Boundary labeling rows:

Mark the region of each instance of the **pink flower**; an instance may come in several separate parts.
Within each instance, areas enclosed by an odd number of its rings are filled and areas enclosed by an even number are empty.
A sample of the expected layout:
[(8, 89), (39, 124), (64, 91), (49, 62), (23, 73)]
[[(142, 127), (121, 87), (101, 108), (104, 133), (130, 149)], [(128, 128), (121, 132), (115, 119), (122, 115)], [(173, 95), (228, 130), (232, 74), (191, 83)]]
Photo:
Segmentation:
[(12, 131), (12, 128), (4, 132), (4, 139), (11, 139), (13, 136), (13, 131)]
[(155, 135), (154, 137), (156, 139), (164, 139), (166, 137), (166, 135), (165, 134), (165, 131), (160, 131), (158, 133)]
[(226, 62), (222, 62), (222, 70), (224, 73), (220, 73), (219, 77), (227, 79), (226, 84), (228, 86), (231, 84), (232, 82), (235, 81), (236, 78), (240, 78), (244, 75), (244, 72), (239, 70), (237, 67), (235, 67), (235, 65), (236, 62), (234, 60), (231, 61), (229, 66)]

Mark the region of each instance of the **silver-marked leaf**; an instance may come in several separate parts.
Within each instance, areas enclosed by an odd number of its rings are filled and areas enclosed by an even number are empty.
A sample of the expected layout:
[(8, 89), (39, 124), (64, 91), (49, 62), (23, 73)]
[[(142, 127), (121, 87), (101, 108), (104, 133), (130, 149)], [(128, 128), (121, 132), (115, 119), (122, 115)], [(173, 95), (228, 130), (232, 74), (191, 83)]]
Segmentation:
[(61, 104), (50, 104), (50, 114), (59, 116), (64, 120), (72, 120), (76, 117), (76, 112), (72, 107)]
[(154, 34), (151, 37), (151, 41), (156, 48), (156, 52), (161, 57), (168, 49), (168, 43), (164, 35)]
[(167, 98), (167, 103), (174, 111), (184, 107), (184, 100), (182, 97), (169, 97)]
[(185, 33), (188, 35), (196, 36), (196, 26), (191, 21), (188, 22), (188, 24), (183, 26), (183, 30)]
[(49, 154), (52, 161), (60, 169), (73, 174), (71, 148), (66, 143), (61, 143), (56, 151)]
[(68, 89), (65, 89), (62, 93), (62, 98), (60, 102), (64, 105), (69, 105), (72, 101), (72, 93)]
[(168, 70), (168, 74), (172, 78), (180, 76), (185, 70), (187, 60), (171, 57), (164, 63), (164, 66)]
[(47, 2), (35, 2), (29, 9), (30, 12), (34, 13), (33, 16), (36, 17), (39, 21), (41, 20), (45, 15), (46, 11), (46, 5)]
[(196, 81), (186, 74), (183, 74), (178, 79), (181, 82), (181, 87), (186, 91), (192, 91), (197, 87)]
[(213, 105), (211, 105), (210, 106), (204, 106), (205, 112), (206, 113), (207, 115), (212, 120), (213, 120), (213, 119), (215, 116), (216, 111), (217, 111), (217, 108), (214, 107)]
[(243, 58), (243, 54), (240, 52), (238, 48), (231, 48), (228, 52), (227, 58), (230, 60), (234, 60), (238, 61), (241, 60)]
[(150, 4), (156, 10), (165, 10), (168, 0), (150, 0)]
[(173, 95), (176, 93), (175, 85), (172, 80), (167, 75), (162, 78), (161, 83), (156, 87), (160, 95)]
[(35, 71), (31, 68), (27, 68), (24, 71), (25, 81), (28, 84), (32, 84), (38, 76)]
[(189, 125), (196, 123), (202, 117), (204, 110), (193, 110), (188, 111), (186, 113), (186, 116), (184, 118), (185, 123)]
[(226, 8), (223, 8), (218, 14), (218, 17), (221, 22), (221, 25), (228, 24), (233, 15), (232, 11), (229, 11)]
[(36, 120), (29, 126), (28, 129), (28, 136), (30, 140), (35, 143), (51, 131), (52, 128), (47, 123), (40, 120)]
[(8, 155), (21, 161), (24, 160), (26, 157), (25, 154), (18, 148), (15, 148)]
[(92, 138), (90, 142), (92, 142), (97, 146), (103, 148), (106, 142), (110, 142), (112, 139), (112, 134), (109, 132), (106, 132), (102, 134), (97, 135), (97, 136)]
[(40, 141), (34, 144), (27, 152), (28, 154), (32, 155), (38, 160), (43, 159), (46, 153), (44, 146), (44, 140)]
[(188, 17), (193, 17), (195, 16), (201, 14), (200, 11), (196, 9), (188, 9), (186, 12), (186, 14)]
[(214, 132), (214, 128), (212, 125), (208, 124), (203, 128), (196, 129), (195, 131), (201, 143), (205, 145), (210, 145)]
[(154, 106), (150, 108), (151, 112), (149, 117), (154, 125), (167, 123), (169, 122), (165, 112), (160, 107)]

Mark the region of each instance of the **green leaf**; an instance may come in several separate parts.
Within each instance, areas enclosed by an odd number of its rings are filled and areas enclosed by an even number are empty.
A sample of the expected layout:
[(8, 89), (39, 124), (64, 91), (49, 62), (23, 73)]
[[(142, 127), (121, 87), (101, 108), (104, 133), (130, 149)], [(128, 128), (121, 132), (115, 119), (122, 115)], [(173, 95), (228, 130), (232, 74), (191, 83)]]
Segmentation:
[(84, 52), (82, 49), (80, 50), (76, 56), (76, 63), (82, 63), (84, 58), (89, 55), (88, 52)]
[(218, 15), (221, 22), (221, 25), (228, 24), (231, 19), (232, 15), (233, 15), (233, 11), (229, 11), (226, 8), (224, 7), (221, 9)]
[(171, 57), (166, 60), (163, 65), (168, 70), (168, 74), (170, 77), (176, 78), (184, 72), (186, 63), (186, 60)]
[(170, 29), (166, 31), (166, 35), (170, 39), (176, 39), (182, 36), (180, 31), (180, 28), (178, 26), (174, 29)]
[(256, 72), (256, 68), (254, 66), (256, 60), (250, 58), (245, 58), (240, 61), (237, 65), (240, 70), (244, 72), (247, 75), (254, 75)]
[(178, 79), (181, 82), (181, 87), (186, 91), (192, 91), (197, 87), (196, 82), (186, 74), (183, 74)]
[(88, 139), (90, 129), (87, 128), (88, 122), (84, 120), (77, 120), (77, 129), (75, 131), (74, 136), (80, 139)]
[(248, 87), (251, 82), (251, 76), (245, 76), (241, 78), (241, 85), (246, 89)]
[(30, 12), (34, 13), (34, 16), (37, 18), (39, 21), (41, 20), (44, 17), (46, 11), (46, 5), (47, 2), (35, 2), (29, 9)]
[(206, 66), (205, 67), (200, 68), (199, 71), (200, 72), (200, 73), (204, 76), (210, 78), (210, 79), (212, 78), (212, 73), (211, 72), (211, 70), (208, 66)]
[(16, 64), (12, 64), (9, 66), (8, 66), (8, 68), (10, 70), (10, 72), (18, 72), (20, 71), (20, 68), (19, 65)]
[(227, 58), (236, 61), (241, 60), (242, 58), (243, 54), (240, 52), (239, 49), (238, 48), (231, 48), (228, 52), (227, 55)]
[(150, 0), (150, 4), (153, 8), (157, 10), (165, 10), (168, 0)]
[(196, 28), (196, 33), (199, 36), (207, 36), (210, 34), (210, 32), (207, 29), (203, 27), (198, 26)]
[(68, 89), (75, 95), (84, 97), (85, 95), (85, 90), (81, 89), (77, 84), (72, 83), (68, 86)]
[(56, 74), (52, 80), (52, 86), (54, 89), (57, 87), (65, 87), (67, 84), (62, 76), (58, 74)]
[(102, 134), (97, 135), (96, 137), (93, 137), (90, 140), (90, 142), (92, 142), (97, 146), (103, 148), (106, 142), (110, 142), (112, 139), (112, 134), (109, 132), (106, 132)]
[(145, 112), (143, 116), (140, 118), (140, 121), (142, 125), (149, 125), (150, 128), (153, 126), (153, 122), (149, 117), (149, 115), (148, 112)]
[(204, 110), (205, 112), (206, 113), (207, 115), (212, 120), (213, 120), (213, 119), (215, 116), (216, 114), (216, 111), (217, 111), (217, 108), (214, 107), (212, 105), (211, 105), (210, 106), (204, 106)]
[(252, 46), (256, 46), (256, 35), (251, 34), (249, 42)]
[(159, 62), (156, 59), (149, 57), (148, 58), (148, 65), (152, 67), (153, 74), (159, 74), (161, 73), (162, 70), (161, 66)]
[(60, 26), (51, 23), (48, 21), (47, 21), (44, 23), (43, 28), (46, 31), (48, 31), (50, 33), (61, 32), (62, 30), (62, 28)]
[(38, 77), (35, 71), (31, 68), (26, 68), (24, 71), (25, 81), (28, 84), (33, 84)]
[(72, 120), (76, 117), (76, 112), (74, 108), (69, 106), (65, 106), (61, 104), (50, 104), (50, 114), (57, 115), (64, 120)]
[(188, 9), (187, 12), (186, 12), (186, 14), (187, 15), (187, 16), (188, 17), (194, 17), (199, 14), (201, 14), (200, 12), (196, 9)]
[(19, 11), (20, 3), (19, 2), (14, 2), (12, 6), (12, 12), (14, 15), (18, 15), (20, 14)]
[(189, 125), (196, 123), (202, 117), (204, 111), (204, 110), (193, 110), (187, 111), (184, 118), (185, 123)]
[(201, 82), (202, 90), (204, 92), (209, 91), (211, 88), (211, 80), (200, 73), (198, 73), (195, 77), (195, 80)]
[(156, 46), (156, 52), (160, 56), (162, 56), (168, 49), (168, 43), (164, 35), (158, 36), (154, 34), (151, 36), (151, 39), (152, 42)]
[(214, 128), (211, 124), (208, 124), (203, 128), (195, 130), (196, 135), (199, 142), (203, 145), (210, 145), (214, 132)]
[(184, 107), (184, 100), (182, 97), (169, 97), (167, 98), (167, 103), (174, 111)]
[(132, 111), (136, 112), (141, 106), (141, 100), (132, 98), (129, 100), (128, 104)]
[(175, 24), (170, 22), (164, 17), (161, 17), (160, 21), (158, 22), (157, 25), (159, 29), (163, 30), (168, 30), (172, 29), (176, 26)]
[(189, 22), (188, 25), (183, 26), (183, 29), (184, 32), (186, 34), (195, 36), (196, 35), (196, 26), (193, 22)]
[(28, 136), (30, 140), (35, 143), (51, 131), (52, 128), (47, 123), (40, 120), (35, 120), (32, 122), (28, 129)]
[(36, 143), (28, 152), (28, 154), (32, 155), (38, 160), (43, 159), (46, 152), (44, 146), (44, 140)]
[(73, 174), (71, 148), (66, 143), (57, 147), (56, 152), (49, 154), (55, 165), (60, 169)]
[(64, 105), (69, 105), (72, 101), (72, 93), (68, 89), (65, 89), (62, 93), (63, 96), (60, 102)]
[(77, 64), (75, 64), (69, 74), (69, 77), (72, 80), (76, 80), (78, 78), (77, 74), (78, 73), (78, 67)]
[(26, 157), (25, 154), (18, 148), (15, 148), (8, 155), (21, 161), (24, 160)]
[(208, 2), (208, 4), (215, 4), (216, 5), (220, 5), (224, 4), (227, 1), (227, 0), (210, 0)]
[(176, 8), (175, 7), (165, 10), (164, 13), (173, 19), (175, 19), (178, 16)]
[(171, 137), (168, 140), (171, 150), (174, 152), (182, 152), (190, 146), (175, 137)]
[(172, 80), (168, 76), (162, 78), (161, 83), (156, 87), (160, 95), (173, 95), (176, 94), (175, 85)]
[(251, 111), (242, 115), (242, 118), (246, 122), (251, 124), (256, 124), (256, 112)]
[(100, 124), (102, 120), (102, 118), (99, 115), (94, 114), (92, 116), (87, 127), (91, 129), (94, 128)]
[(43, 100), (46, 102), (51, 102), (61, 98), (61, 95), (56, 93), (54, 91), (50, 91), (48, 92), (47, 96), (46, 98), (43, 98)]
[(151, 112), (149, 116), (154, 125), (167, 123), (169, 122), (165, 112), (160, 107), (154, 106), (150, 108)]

## Given exercise:
Rewrite the rows starting at the start of the rows and ending at the line that contains "61), (229, 66)]", swapping "pink flower" for "white flower". Leave everything else in those lines unchanged.

## Answer to this task:
Mark the region of each instance of the **white flower**; an instance may come in several separate parts.
Within each instance, areas enclosed by an odd number of its rings are filled and areas enclosed by an even number are empty.
A sample of the expected layout:
[(8, 89), (39, 124), (64, 91), (49, 62), (23, 73)]
[[(142, 127), (121, 87), (101, 108), (104, 133), (130, 149)], [(128, 128), (121, 132), (115, 119), (122, 115)], [(173, 95), (228, 130), (232, 74), (191, 83)]]
Photo:
Segmentation:
[(12, 131), (12, 128), (4, 132), (4, 139), (11, 139), (13, 136), (13, 131)]
[(155, 135), (154, 137), (156, 139), (164, 139), (166, 137), (166, 135), (165, 134), (165, 131), (160, 131), (158, 133)]
[(226, 62), (222, 62), (222, 70), (224, 73), (220, 73), (219, 77), (227, 79), (226, 84), (228, 86), (231, 84), (232, 82), (235, 81), (236, 78), (240, 78), (244, 75), (244, 72), (239, 70), (237, 67), (235, 67), (235, 65), (236, 62), (234, 60), (231, 61), (229, 66)]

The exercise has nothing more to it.